WHAT YOU WILL DO: Return each line of the material below that contains the word "grass", reproducing every such line in full.

SOURCE RECORDS:
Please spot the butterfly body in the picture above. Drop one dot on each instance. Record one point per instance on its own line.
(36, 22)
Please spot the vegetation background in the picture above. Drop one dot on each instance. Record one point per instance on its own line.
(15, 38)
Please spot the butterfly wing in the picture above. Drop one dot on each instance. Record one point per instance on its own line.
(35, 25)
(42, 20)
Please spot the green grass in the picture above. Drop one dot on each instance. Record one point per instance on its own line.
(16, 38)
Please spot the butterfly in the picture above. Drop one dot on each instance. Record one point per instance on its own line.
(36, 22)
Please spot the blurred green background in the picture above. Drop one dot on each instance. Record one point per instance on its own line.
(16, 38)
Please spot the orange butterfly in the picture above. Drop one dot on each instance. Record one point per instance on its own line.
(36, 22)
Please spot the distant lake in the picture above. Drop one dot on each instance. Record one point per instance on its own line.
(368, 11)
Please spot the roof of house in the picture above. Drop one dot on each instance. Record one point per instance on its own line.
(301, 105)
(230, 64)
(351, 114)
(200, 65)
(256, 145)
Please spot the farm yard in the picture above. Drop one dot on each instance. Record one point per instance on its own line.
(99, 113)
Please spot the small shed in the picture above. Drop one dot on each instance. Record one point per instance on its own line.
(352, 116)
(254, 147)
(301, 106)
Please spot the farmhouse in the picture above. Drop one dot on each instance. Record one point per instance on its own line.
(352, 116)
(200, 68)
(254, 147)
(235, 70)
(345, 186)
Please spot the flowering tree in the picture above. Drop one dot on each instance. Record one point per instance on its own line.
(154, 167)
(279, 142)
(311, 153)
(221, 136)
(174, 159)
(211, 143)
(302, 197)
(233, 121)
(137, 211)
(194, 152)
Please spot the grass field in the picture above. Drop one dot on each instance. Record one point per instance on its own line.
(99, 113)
* * *
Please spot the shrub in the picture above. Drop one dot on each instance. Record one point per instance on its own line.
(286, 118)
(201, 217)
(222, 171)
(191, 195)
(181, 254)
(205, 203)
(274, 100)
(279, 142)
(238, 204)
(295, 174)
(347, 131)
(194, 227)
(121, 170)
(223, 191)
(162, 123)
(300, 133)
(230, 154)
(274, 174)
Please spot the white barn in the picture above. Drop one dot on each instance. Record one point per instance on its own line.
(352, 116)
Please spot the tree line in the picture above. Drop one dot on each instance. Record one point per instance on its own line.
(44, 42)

RESULT OF THIS EXERCISE:
Please spot the green grass in the picture above. Drop one dot on each instance. Record one point per instance on its own line.
Please spot the grass field in the picture above. Drop one dot on each instance. Record one point per instance on its own line.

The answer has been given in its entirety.